- _Your objective_
Extract each line of the entries below that contains the string "blue", copying every such line in full.

- _Listed entries_
[START]
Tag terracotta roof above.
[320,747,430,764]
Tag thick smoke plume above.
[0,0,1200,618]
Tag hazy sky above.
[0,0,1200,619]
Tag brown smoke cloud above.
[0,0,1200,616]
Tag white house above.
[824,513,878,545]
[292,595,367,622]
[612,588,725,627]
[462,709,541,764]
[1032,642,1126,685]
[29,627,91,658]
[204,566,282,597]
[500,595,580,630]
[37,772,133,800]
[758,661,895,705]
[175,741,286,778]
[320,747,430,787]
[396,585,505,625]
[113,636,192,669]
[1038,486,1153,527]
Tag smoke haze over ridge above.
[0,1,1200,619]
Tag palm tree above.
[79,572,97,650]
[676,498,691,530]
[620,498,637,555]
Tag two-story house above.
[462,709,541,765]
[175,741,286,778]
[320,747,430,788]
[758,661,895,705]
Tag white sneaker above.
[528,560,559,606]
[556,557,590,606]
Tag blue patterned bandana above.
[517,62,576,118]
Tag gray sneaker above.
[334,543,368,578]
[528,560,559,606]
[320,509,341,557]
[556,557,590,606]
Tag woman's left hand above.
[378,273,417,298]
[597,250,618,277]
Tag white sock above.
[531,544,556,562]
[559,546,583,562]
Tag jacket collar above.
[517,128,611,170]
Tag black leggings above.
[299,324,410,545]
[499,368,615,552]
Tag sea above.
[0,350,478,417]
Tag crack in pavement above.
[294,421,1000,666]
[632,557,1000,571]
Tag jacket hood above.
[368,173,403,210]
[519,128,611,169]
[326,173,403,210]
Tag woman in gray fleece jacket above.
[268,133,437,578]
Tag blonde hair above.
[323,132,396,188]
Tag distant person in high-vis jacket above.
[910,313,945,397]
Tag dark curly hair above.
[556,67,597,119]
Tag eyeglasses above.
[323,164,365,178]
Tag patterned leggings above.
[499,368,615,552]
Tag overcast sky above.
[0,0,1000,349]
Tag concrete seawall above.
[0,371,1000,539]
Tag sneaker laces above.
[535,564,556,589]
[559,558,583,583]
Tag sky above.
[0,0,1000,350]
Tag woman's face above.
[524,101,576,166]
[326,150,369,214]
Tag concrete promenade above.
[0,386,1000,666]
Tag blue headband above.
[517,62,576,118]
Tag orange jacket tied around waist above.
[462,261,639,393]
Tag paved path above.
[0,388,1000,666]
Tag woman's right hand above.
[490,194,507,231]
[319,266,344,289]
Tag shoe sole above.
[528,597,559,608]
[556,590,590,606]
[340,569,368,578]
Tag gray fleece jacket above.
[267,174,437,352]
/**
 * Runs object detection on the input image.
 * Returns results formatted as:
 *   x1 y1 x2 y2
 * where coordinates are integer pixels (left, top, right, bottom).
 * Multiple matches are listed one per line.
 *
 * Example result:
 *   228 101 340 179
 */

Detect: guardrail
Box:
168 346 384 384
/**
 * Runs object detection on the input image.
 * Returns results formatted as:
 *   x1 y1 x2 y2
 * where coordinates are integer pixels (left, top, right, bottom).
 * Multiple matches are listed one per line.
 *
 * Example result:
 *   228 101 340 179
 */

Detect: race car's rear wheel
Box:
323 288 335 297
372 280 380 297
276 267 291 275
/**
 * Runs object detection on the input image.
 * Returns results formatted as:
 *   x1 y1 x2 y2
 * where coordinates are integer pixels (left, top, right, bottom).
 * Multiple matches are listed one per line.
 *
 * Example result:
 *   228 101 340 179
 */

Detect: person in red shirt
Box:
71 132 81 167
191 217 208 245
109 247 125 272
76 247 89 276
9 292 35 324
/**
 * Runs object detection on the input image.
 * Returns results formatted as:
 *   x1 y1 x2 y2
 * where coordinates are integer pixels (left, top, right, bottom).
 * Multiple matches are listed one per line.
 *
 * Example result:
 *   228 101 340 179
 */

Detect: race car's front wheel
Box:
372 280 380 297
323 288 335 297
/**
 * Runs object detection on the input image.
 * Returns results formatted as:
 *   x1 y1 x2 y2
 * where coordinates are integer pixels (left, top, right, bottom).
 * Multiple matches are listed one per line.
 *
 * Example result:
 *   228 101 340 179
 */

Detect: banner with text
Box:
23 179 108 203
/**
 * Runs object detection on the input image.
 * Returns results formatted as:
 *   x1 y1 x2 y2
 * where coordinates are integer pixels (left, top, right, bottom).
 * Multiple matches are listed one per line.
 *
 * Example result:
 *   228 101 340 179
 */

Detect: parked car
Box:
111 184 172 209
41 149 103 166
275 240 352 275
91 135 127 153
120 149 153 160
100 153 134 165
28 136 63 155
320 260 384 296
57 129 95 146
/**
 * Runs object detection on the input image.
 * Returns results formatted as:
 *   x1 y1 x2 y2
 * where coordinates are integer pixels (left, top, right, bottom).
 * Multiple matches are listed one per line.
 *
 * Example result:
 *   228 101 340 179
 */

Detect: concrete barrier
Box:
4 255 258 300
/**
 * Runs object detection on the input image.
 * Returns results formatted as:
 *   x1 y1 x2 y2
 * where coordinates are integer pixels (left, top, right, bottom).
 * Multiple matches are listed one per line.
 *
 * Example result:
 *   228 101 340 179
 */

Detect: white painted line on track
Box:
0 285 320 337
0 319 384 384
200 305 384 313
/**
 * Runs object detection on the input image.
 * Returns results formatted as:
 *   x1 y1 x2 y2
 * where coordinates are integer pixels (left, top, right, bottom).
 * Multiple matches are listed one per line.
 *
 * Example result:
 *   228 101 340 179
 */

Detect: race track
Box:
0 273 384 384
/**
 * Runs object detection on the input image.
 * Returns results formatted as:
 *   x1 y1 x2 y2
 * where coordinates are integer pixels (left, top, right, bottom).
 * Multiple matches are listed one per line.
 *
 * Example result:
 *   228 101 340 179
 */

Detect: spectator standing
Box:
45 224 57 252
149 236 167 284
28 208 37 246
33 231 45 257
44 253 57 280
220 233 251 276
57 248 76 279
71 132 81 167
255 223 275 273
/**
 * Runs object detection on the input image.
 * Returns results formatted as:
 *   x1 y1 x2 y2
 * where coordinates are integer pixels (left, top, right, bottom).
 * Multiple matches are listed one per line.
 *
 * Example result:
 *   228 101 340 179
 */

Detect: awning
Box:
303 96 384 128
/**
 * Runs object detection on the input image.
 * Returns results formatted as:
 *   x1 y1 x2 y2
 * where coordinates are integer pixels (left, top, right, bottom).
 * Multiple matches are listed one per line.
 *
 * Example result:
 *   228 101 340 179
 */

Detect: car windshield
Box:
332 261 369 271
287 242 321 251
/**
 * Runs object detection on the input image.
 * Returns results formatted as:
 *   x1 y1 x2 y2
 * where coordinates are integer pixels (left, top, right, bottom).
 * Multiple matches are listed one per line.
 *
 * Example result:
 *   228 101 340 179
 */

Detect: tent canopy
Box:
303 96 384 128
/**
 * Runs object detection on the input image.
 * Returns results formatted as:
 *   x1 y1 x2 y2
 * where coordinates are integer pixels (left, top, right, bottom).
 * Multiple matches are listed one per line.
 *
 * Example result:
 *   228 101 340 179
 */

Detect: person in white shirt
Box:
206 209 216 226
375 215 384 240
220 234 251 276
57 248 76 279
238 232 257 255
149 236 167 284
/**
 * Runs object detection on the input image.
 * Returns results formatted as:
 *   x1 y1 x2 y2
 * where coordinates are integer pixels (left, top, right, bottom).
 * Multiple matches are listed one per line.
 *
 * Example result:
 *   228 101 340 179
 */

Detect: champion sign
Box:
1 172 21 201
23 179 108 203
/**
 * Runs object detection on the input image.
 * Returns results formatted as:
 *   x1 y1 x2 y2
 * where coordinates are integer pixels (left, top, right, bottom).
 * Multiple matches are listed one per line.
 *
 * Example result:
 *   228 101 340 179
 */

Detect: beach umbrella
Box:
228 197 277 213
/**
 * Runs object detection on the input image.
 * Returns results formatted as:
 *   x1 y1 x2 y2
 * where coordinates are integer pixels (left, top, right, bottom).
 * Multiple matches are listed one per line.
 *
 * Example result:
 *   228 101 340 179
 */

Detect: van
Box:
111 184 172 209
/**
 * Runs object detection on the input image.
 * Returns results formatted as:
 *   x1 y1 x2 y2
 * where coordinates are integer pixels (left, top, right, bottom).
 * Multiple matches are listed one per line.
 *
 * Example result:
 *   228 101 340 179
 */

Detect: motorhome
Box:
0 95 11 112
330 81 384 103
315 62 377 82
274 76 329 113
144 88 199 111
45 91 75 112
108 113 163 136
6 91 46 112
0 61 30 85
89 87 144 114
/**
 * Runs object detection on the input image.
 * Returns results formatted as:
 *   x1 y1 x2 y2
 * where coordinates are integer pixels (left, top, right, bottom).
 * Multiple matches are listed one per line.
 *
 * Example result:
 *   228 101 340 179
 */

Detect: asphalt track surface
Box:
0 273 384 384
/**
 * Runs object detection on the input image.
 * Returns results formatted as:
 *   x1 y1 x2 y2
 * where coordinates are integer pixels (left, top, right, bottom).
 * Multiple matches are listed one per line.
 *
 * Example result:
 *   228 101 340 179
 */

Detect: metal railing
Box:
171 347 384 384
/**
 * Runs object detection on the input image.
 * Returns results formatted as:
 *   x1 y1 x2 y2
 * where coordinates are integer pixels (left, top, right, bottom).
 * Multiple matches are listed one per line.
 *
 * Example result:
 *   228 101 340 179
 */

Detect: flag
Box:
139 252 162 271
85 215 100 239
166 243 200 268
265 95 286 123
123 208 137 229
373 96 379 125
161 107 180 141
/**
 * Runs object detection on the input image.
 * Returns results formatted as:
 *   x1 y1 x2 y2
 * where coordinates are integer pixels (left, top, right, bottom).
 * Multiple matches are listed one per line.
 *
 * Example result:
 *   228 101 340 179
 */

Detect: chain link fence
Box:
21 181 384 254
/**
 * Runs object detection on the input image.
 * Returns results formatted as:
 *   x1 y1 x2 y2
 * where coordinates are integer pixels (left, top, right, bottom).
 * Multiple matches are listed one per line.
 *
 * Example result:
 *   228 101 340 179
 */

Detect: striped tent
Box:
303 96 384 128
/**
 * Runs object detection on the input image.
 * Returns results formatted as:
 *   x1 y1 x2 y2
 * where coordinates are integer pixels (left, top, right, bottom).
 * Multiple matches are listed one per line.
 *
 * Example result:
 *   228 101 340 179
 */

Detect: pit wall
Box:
[END]
- _Exercise solution_
Tag blue patterned bandana above.
Tag blue headband above.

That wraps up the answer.